This is a possible approach to solve the integration problem; if you use Kafka instead of AWS SNS, the idea is more or less the same, but instead of using Localstack, you will use a Docker image of Kafka.

Last suggestion: in the case that your application sends an event to some topic, the idea is that you check if the event exists and, after that, delete it.

PROBLEM #3 – thin vs fat messages

The size or the amount of information each message contains is essential for the different applications. Still, it introduces a problem that you need to consider the tradeoff between including a lot of attributes in the body of the message that perhaps not all the consumer needs or instead only adding the IDs of different elements that allow you to reduce the size of the message. You only request certain microservices or applications to obtain the information your microservices need.

THIN VS FAT

There is no correct strategy for all situations; choosing one instead of another depends on the context, but if you send an event that a lot of different applications consume, perhaps it could be a better option to send the ID of the different elements and each application will have the responsibility to obtain the information that needs it to work.

PROBLEM #4 – versioning

This problem is familiar or connected with the use of events because the same happens when you need to introduce some disruptive changes on the endpoints of a microservice.

▶ [GIVEN MATERIAL]
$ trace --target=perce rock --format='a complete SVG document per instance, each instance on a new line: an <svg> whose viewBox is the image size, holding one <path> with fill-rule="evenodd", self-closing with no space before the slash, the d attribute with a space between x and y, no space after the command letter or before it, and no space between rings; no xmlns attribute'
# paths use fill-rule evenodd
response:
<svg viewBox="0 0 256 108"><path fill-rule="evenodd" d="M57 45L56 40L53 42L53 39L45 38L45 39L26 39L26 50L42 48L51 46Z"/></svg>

▶ [WORK TO COMPLETE] Update the stretch of the messaging-problems passage from "This problem is" through "of a microservice." by putting "breaking" in place of "disruptive".

▶ [COMPLETE OUTPUT]
This problem is familiar or connected with the use of events because the same happens when you need to introduce some breaking changes on the endpoints of a microservice.